_TEXT SHOWN_
::::

Dehydration of Alcohols to Yield Alkenes

One way to synthesize alkenes is by dehydration of alcohols. Alcohols undergo E1 or E2 mechanisms to lose water and form a double bond. This mechanism is analogous to the alkyl halide mechanism. The only difference is that hydroxide is a very poor leaving group so an extra step is required. The hydroxyl group is protonated so that water is now the leaving group. Therefore, the dehydration reaction of alcohols to generate alkene proceeds by heating the alcohols in the presence of a strong acid, such as sulfuric or phosphoric acid, at high temperatures.

general rxn complete.png

The required reaction temperature range decreases with increasing substitution of the hydroxy-containing carbon:

1° alcohols: 170° - 180°C
2° alcohols: 100°– 140 °C
3° alcohols: 25°– 80°C

If the reaction is not sufficiently heated, the alcohols do not dehydrate to form alkenes, but react with one another to form ethers (e.g., the Williamson Ether Synthesis).

Mechanism for the Dehydration of Alcohols

Different types of alcohols may dehydrate through a slightly different mechanism pathway. However, the general idea behind each dehydration reaction is that the –OH group in the alcohol donates two electrons to H⁺ from the acid reagent to form an alkyloxonium ion. This ion acts as a very good leaving group for either the E1 or E2 mechanism. The deprotonated acid (the conjugate base) then reacts with one of the beta-hydrogens to form a double bond.

Primary Alcohols and the E2 Mechanism

Primary alcohols undergo bimolecular elimination (E2 mechanism) while secondary and tertiary alcohols undergo unimolecular elimination (E1 mechanism). The relative reactivity of alcohols in dehydration reaction is ranked as the following

Methanol < primary < secondary < tertiary

Primary alcohol dehydrates through the E2 mechanism. Oxygen donates two electrons to a proton from sulfuric acid H₂SO₄, forming an alkyloxonium ion. The resulting conjugate base (HSO₄^–) approaches in an anti-coplanar orientation relative to the leaving group and reacts with one adjacent hydrogen while the alkyloxonium ion simultaneously leaves in a concerted process, making a double bond.

::::

_DATA LINES_
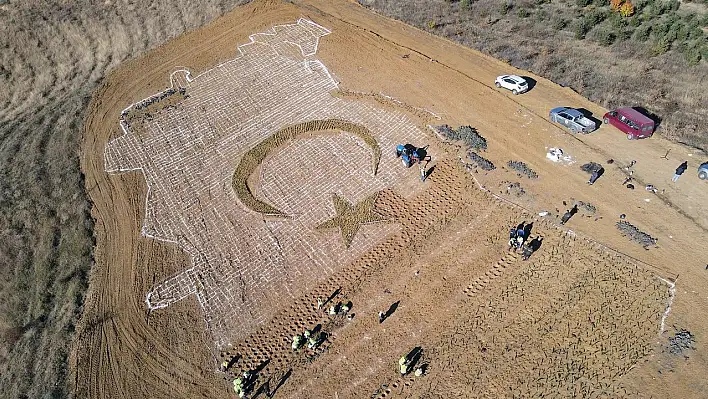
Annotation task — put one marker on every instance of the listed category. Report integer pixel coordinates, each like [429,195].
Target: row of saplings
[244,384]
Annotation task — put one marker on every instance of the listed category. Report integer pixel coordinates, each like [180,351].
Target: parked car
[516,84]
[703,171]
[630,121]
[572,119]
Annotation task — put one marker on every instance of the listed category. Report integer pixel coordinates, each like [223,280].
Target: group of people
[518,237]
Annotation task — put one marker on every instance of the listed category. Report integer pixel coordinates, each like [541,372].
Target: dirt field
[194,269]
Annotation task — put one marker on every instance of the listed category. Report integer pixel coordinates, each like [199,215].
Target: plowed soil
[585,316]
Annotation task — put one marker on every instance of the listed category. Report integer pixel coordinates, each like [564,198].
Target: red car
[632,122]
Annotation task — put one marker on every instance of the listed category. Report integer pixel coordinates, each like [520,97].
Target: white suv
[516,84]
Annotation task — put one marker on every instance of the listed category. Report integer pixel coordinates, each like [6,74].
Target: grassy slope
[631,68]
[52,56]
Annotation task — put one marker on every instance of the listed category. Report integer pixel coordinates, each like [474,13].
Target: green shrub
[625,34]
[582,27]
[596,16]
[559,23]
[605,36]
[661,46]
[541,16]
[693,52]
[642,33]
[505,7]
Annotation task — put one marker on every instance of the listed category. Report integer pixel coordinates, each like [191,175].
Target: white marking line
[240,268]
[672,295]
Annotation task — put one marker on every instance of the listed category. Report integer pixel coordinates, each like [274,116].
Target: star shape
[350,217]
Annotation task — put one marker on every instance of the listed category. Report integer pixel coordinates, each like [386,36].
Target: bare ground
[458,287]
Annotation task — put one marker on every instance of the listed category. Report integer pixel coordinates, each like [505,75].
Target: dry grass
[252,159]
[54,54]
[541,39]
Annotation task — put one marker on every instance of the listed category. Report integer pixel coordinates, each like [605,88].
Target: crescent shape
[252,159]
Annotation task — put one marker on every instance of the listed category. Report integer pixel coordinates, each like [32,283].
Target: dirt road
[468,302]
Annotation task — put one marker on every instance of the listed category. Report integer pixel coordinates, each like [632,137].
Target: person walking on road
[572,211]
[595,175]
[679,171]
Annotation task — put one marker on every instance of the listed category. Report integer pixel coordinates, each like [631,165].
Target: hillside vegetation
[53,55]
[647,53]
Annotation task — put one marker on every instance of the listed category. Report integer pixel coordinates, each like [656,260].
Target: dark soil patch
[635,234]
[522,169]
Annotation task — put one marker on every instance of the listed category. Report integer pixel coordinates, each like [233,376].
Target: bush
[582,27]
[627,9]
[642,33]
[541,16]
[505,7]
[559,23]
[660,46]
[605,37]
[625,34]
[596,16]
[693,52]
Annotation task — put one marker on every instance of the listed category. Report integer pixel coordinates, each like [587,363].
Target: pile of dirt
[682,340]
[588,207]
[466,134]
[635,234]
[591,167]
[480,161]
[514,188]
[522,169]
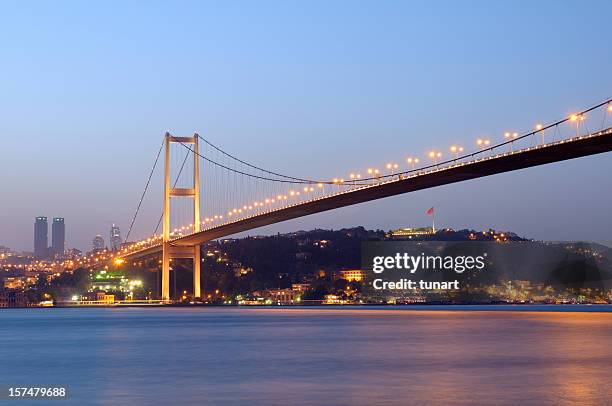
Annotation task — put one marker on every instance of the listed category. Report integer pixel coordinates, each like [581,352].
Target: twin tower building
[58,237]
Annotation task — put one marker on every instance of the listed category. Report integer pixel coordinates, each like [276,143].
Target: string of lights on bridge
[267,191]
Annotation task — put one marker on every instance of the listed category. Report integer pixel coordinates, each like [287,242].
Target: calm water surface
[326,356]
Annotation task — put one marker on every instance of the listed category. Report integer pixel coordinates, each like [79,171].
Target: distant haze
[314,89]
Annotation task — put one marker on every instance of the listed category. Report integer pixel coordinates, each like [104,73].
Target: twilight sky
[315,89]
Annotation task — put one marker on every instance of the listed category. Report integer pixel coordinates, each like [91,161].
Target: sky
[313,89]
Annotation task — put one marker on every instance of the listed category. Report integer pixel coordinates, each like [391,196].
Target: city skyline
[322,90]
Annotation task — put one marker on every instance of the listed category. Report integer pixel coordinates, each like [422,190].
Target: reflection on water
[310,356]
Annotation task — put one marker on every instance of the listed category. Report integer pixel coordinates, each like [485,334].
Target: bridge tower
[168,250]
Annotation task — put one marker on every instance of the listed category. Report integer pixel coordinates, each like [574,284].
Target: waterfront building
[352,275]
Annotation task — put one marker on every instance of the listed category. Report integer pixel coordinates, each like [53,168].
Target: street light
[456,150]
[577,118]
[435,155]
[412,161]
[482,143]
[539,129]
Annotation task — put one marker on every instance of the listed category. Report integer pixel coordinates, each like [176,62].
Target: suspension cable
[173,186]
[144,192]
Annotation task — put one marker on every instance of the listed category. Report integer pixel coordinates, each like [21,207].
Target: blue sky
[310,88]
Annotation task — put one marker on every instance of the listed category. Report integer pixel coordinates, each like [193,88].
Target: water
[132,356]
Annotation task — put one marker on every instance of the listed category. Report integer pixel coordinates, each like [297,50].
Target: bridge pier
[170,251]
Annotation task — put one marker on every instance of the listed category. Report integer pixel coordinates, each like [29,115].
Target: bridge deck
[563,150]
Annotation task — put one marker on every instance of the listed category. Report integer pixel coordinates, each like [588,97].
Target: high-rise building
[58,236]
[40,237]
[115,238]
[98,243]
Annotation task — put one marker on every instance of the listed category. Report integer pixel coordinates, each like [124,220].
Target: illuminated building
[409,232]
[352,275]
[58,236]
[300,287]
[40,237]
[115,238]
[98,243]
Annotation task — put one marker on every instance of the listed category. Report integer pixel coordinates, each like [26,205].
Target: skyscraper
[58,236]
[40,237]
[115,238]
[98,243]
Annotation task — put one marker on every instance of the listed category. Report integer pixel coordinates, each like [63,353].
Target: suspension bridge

::::

_WHAT TO DO_
• a. Summarize the text on dehydration of alcohols in three sentences.
• b. Write the passage that would follow the final sentence of the text on dehydration of alcohols.

_SOLVED PROBLEMS_
• a. Alcohols can be dehydrated to alkenes by E1 or E2 mechanisms, but because hydroxide is a very poor leaving group, the hydroxyl group must first be protonated by a strong acid such as sulfuric or phosphoric acid under heating. The required temperature falls as substitution of the hydroxy-containing carbon increases, and if the reaction is not heated enough, the alcohols react with one another to form ethers instead of alkenes. Primary alcohols dehydrate by the E2 mechanism, while secondary and tertiary alcohols dehydrate by the E1 mechanism, and reactivity increases from methanol to primary, secondary and tertiary alcohols.

• b.
primary rxn complete.png

Secondary and Tertiary Alcohols and the E1 Mechanism

Secondary and tertiary alcohols dehydrate through the E1 mechanism. Similarly to the reaction above, secondary and tertiary –OH protonate to form alkyloxonium ions. However, the ion leaves first and forms a carbocation as the reaction intermediate. The water molecule (which is a stronger base than the HSO₄^_- ion) then abstracts a proton from an adjacent carbon, forming a double bond.

For example, in the mechanism below that the alkene formed depends on which proton is abstracted: the red arrows show formation of the more substituted 2-butene, while the blue arrows show formation of the less substituted 1-butene. Recall the general rule that more substituted alkenes are more stable than less substituted alkenes, and trans alkenes are more stable than cis alkenes. Thereore, the trans diastereomer of the 2-butene product is most abundant.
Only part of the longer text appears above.